Zu bearbeiten.
(a) Kannst du die Datensätze ab der Zeile mit "[point] every instance of the wild" bis zum Ende der Datensätze noch einmal ausgeben und dabei "wild dog" in "painted dog" umbenennen, ohne sonst etwas zu ändern?
(b) Kannst du den Text über Palästinas Aufnahme in die Vereinten Nationen im Anschluss an seinen letzten Satz fortsetzen?

Vorgegebener Text.
>>>>

Szenario 1: Palästina wird UN-Mitglied als unabhängiger Staat
innerhalb
anerkannter Grenzen
Nachdem sie, wie zu
hoffen ist, das Terrain für ihre Zulassung zu den UN gut geebnet
hat, ruft die palästinensische Führung, möglichst als
Einheitsregierung auf breiter Basis, einen unabhängigen Staat
innerhalb festgelegter Grenzen aus. Anschließend schickt sie der UNO
ein entsprechendes Gesuch und bekennt sich darin zu ihren
Verpflichtungen gemäß der UN-Charta. Zunächst geht die Angelegenheit
an den Sicherheitsrat. Wenn das Gesuch der Palästinenser die
Unterstützung von wenigstens neun der fünfzehn Mitglieder des
Sicherheitsrates, darunter aller Ständigen, gewinnt, empfiehlt der
Sicherheitsrat der Generalversammlung die Aufnahme als neues
Mitglied. Die Generalversammlung muss ihr mit Zweidrittelmehrheit
zustimmen. Sollten die USA im Sicherheitsrat mit Ja stimmen oder
sich wenigstens enthalten, könnten die Palästinenser mit nahezu
einstimmiger Zustimmung in der Generalversammlung rechnen.

<<<<

Übungsdaten.
>>>>

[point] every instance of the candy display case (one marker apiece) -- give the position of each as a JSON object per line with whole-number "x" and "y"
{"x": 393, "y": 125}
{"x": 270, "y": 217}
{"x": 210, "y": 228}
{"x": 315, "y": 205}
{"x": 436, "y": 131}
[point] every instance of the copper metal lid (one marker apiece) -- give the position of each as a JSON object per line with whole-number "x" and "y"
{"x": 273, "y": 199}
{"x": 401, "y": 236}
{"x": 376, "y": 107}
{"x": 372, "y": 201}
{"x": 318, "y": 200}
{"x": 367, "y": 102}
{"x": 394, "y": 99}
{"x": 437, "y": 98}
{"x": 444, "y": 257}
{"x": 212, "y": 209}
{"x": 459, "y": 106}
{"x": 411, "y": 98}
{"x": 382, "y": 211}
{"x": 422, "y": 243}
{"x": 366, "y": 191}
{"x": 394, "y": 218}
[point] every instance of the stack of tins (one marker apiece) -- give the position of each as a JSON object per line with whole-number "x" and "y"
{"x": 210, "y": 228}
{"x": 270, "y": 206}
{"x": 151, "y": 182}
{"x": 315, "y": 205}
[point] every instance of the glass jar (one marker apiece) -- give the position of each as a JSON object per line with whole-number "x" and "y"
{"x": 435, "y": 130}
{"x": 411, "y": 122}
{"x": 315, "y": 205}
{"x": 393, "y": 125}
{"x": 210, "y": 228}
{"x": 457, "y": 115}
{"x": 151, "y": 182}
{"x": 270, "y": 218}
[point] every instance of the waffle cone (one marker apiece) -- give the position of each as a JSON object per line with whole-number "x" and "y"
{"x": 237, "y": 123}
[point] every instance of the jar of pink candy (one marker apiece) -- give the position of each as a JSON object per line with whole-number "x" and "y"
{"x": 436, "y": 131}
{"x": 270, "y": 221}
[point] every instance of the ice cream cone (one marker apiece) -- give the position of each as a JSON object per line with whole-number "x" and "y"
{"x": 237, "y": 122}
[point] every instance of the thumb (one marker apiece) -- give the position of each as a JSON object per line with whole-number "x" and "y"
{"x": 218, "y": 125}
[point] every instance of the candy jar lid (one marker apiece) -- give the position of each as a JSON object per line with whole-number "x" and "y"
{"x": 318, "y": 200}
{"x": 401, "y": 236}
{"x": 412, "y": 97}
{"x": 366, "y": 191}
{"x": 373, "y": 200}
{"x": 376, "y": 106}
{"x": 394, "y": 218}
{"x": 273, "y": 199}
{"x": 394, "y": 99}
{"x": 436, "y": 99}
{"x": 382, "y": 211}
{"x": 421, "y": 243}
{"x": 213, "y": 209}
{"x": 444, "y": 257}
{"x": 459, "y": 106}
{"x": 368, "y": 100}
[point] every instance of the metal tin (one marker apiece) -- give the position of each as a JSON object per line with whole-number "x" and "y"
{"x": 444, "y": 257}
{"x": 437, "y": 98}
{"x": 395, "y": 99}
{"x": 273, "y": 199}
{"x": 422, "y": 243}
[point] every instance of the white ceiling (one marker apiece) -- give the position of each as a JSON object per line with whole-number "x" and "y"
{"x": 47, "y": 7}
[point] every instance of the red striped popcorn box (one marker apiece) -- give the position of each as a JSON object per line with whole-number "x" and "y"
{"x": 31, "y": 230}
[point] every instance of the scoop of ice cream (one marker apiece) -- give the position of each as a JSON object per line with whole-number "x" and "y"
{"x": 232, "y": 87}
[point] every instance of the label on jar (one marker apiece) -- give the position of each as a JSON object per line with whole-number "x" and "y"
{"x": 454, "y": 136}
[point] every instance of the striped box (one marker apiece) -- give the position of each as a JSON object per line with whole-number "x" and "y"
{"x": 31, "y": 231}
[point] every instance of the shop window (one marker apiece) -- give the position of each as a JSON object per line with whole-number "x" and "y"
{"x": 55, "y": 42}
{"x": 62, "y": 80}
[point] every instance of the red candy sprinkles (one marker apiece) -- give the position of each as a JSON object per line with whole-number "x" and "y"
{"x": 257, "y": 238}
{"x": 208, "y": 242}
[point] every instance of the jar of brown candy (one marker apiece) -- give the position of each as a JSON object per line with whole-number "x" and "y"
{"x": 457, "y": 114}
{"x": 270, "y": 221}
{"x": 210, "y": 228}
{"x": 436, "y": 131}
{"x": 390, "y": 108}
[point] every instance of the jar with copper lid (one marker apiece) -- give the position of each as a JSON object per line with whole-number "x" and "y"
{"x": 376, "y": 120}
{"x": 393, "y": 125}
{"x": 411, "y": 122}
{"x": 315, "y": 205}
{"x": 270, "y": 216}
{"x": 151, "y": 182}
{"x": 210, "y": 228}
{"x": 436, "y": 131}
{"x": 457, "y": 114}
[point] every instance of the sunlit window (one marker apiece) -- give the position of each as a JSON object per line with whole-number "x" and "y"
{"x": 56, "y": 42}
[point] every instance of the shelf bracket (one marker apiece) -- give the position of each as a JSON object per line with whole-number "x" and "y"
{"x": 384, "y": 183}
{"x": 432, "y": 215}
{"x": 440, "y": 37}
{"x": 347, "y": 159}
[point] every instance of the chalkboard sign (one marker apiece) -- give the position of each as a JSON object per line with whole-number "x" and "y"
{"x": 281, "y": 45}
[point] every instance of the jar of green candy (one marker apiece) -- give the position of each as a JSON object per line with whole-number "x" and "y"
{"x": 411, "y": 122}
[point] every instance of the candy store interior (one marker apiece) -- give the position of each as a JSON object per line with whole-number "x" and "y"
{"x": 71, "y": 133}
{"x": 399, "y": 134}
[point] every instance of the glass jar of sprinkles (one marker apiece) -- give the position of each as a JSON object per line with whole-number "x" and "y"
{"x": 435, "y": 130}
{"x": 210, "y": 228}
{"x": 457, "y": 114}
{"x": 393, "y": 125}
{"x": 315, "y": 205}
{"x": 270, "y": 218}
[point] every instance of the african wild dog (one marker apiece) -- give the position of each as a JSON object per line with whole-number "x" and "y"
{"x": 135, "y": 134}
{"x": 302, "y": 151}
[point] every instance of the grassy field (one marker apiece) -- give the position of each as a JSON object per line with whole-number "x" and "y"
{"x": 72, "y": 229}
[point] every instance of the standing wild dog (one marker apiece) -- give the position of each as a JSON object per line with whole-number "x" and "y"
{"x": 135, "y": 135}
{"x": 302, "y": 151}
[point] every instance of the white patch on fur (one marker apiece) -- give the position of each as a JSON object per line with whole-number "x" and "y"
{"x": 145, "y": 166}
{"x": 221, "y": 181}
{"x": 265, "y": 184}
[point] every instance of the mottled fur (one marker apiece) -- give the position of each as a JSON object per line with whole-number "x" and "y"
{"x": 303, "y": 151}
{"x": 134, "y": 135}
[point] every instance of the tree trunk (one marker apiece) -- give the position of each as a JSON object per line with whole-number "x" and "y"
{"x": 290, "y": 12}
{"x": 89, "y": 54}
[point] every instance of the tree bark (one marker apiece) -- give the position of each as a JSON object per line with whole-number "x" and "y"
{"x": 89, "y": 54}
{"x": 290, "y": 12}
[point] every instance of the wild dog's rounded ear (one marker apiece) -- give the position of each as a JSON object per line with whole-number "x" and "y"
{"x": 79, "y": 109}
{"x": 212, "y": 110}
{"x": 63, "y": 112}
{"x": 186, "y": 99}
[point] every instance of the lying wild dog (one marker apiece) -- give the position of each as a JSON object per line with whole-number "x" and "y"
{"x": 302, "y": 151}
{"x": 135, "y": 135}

<<<<

Die Ergebnisse.
(a)
[point] every instance of the painted dog's rounded ear (one marker apiece) -- give the position of each as a JSON object per line with whole-number "x" and "y"
{"x": 79, "y": 109}
{"x": 212, "y": 110}
{"x": 63, "y": 112}
{"x": 186, "y": 99}
[point] every instance of the lying painted dog (one marker apiece) -- give the position of each as a JSON object per line with whole-number "x" and "y"
{"x": 302, "y": 151}
{"x": 135, "y": 135}

(b)
Es gibt Leute, die
eine derartige Initiative bei den UN als lediglich symbolisch abtun,
ohne praktische Folgen für die Palästinenser. Gewiss ist es
unmöglich voraus zu sagen, wie sich die Ereignisse nach einer
Annahme entwickeln würden. Auf jeden Fall hätte sie mehrere wichtige
Folgen:
-
Eine Aufnahmeempfehlung des
Sicherheitsrates mit nachfolgender überwältigender Zustimmung durch
die Generalversammlung (mit „Nein“ nur von Seiten Israels und
Mikronesiens, seinem ergebenen Verbündeten im Pazifik) würde
Palästina zum vollberechtigten UN-Mitglied machen. Es könnte
Botschafter in die Hauptstädte der Welt entsenden, es könnte
UN-Resolutionen einbringen, an internationalen Konferenzen
teilnehmen und die Durchsetzung des Völkerrechts gegen die
israelische Besatzung betreiben, einschließlich Zugangs zum
internationalen Strafgerichtshof.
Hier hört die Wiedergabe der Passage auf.